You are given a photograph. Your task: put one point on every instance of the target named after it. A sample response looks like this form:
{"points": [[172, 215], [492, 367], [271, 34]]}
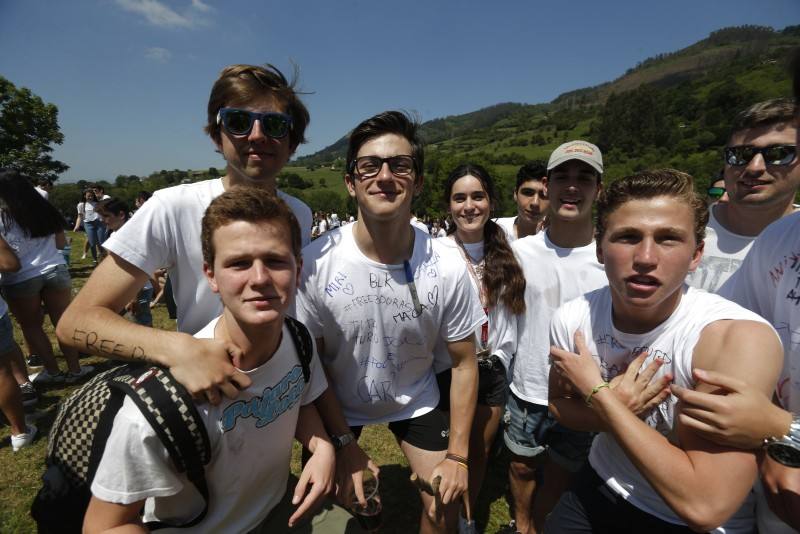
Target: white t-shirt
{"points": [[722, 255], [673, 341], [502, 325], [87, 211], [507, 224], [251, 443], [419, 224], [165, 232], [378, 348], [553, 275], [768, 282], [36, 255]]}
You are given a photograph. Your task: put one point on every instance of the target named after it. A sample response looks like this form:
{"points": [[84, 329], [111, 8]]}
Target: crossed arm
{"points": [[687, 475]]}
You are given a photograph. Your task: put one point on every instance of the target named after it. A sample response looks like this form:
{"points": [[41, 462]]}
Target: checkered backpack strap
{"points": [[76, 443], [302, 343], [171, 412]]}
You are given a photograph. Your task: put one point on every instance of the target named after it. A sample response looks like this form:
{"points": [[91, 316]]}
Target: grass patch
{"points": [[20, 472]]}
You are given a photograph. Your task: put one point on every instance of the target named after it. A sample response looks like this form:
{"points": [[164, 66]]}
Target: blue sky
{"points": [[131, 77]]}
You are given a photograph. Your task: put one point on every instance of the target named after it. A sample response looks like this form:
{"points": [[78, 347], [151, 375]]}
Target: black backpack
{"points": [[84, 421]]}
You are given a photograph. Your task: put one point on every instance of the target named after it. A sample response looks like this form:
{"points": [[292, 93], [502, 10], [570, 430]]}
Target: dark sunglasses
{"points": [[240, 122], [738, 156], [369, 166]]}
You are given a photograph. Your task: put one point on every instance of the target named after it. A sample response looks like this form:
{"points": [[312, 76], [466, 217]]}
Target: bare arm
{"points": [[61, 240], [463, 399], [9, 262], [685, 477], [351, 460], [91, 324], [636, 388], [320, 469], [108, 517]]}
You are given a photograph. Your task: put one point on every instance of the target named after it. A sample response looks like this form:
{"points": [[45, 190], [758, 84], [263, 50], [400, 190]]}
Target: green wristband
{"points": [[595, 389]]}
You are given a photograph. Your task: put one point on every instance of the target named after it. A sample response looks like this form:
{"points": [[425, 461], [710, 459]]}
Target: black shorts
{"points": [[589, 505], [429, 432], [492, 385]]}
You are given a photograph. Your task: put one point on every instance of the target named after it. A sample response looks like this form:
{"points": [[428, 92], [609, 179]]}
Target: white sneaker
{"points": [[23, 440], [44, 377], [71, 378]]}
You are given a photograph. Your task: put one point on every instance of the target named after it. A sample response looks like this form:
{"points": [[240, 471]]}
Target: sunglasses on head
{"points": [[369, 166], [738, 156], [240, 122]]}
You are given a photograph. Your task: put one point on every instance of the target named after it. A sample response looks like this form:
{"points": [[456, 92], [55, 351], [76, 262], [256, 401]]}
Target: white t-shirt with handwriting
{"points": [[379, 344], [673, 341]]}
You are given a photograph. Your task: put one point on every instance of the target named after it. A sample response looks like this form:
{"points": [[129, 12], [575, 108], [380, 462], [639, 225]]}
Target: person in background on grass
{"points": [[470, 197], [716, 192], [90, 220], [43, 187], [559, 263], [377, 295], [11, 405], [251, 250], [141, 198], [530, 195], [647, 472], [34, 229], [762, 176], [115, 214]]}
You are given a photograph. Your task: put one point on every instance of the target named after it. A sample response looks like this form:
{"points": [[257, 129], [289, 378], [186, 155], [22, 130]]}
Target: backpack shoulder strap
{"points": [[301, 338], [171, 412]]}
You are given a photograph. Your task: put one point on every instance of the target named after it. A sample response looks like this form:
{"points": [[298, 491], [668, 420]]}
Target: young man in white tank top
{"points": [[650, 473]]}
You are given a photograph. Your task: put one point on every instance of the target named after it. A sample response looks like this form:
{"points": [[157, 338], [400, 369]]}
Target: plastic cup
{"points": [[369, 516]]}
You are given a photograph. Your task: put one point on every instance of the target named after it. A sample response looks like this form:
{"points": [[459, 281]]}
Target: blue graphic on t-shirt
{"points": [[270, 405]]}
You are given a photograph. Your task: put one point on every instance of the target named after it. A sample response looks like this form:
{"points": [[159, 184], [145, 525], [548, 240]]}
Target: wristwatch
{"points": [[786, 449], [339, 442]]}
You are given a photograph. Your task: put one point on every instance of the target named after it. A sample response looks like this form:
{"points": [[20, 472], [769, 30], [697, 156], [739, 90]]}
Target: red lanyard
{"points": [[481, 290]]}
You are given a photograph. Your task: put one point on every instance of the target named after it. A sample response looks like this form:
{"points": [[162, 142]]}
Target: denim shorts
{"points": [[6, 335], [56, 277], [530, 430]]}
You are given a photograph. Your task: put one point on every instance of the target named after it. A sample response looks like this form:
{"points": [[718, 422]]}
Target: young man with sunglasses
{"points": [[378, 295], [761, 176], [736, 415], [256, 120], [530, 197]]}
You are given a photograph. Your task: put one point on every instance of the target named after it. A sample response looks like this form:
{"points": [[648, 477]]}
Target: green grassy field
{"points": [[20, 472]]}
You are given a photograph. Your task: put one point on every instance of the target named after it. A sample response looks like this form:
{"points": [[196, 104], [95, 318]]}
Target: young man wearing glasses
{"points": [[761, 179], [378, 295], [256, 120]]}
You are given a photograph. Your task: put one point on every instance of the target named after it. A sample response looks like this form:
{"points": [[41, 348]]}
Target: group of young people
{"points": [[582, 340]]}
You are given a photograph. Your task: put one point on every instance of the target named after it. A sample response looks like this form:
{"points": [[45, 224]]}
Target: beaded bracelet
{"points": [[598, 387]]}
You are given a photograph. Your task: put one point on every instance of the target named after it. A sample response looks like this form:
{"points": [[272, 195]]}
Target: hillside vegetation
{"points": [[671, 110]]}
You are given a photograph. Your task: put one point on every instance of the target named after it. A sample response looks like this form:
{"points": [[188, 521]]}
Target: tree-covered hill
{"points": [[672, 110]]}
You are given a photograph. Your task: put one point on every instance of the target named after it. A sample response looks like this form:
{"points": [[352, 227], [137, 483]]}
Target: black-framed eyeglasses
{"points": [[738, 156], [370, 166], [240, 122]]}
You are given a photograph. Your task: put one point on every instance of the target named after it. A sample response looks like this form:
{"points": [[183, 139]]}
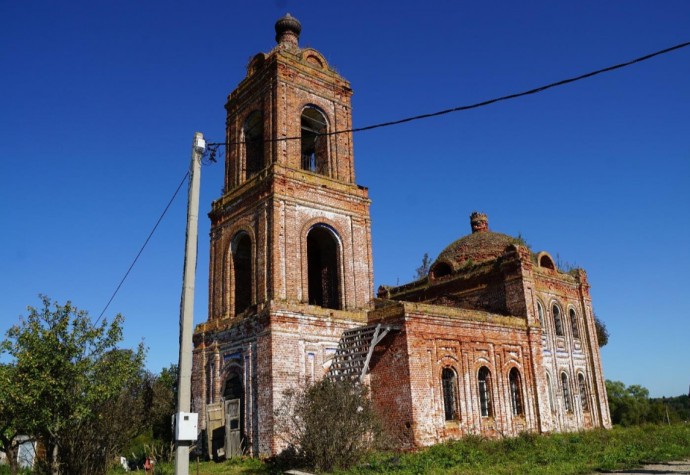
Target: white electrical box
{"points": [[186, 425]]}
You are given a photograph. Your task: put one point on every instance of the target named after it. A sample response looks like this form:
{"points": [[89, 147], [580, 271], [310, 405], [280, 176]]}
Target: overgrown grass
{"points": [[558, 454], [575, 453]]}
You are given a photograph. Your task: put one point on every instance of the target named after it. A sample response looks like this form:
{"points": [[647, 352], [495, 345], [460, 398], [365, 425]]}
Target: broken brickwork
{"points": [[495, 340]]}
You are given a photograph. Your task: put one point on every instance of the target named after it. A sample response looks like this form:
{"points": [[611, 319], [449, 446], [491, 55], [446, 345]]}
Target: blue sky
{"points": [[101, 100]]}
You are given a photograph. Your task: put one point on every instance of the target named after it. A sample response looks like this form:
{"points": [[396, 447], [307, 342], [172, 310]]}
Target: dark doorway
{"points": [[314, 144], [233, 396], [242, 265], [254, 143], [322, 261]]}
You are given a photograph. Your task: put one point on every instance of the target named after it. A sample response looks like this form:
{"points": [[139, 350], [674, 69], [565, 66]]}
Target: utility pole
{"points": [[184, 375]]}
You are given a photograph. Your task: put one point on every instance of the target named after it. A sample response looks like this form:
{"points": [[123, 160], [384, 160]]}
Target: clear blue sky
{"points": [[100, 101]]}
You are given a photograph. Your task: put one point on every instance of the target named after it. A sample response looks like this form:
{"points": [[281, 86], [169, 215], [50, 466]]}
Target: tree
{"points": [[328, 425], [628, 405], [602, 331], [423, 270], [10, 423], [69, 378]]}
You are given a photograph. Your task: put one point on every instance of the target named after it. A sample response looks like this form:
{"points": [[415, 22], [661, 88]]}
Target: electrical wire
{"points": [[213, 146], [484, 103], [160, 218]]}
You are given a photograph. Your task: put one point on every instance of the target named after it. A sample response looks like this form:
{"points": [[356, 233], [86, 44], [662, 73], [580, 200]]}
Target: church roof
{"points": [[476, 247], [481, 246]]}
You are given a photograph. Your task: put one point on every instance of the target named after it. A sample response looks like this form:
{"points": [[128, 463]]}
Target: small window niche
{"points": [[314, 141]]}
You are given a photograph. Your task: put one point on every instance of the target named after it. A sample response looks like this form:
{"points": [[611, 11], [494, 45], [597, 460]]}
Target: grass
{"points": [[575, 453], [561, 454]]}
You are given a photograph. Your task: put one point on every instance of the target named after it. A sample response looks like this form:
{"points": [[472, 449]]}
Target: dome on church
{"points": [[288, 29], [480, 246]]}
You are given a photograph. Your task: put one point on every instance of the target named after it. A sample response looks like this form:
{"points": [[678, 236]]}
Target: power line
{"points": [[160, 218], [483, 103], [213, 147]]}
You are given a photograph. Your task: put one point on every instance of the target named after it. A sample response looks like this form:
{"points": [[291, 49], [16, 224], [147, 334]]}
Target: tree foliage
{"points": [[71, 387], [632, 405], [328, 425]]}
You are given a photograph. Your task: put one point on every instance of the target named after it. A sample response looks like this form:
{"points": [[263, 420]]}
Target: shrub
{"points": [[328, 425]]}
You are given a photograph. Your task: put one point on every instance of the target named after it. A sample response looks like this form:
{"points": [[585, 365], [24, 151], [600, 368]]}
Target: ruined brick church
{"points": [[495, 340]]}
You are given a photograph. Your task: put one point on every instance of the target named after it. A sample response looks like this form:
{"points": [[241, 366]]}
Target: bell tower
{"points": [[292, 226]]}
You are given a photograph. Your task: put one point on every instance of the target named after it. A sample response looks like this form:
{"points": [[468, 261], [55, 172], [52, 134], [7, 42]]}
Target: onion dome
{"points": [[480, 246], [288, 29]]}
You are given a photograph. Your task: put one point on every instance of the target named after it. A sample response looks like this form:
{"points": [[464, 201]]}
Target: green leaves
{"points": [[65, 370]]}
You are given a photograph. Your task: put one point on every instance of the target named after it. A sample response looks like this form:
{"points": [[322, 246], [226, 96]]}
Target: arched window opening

## [Your objective]
Every line between the one that contains "Target: onion dome" and the last line of the listing, both included, should be retyped exactly, with nothing else added.

## [Result of this task]
Target: onion dome
{"points": [[480, 246], [288, 29]]}
You are given a photograph. Your task: put one point on every instance of the target named after it. A sample response looks like this form:
{"points": [[464, 201]]}
Target: green leaves
{"points": [[65, 370]]}
You are given a photograph. Your task: put one point on every instance of the target named after it. A sample response looks like this form:
{"points": [[322, 246], [226, 96]]}
Target: arched window opening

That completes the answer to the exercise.